# You can always pick out a new camper



## bill0830 (Nov 16, 2007)

I am in no way saying that I'm the most experienced camper in the world, but have you ever noticed how easy it is to find brand new camper(s)? A couple years ago we were camping Kentucky Lake Dam campground. Across from our camp a 5th wheel pulls up and after many attempts, finally were able to get parked and unhooked. I kept an eye out, just in case they needed some help. They were an elderly couple and I could tell that they might have had some camping experience, but seemed a bit out of their element. I took our dog out for a walk and stopped by for a visit, as they also had a dog. We chatted awhile and I found that they had just purchased their 5th wheel and actually had just picked it up after leaving their truck with the RV dealer so the hitch could be installed. Anyway, on Sunday we were all packing up and I noticed they were having some issues getting hooked up. First problem was connecting the 5th wheel hitch. I walked down and showed them how to jack up the trailer after putting the rear stabilizers up. Next, the wife was in the cab, as the husband was trying to give her directions. It was like the blind leading the blind. I asked if they needed some help and she welcomed it. I prepared the hitch in the truck and showed the husband how to operate the hitch. He really paid attention as it seems the RV dealer failed to show him how to use it. They pulled up to the campground dump which was in the middle of the campground and again, they were having some issues. I showed them how to dump the gray and black water and was walking back down to my camper when I took a last glance, praying they would make it back home with no problems, when I looked up and seen their antenna still up. As they are pulling away I'm yelling for them the stop and waving my arms like crazy. She finally saw me and stopped. Out of breath, I tell her that the antenna is still up. She looks at her husband and tells him, "I told you to put that down". I felt so sorry for him, as he looked like a puppy that had just been scalded. That is the last time I seen them, so I can only hope that with age comes wisdom and one day one of them would be helping out another first time camper. Do you have any first time camper stories? :icon_smile_bbq:


----------



## antigua (Dec 17, 2007)
---------------
* [TASK INSTRUCTIONS]
1) Answer these questions from the camping story:
(a) At which campground were the writer and the couple staying?
(b) Why had the couple left their truck with the RV dealer?
(c) What did the writer notice was still up as the couple pulled away?
2) Please extend the forum thread about spotting new campers from the point where it stops.
The data that come after this text are not needed.

* [RECORDED DATA]
---------------
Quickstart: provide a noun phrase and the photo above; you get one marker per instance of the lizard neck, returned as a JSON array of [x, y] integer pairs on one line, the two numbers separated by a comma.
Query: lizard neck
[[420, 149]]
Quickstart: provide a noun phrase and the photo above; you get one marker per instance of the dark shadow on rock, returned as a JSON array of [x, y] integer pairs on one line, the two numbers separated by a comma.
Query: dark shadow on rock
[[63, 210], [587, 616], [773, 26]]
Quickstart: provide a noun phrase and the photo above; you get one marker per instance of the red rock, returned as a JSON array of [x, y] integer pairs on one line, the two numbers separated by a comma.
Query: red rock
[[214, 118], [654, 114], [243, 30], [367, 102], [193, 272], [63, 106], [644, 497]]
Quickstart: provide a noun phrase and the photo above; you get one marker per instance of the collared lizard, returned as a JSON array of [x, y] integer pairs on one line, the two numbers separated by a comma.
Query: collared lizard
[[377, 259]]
---------------
* [EXPECTED RESPONSES]
1)
(a) Kentucky Lake Dam campground
(b) So the hitch could be installed
(c) Their antenna

2)
Way to go Bill. I'm really glad you were there to lend a hand. Great storey.


----------



## mailfire99 (Nov 16, 2007)

Similar thing happened to me last year. We were at the campground and everyone left for some reason, cant recall why, but I was there by myself. There was an elderly couple that pulled up pulling I think a 21 foot travel trailer. I didnt have to go to them , they stopped in front of the campsite for what seemed like 5 minutes. It was getting kind of dark, and I couldnt tell what they were doing.

Finally, the lady got out of the truck, came over to me and said, do you mind backing this in for us, we just got it and he is not really able to get it backed in.

I said sure. So i jumped in, backed it in there and help them get it setup. They hadnt ever camped in it, so I hooked everything up for him and showed him how it all worked. They were just "tickled pink". Nice folks. Its just something any good camper would have done, but they were just so thankful and nice, really made me feel good.


----------



## bill0830 (Nov 16, 2007)

Makes my heart glad to hear about, Campers helping campers. :thumbup1:


----------



## cassiem (Nov 16, 2007)

Yep, I agree. Campers are definitely some of the most friendly people out there. I have seen more people help others, and its great to see. We almost always end up cooking out or sitting around the campfire with our neighbors at the campground.


----------



## l2l (Jan 27, 2008)

Awe yes community dinners ya just gotta love em....

Campers are the best people in the world, always have been always will be!!!!


----------



## pd (May 6, 2008)

It is good to see that you were there to help them. Having worked at a RV dealership in highschool (PDI,Wash Crew during the summer), I have seen my fair share of antennas dangling off the side. One tip I always share with someone is to either place your keys (to the truck or RV) on a springy wrist strap. When you run the antenna up, stick the keys to the winder. When it is time to leave, you won't be able to go anywhere with out getting the keys from the antenna winder which will remind you to wind it down before pulling out of the site. If you don't want to hand your keys there, a bright colored "scrunchy" for womens hair works just as well. When driving, it is on the gear shifter, when the antenna is up, it is on the winder.


----------



## antigua (Dec 17, 2007)

Great tip pd. I'll have to remeber that for our next trip.


----------



## pd (May 6, 2008)

antigua said:


> Great tip pd. I'll have to remeber that for our next trip.


 
No problem. Hope you find it useful and share it with others.. Nothing worse than ending your trip with that horrible "Crunch, crash" sound of the antenna being sheared from the roof as you drive under those low hanging tree branches...


----------



## johnnymac (Apr 30, 2008)

Campers* are* the best people in the world, always have been always will be!!!!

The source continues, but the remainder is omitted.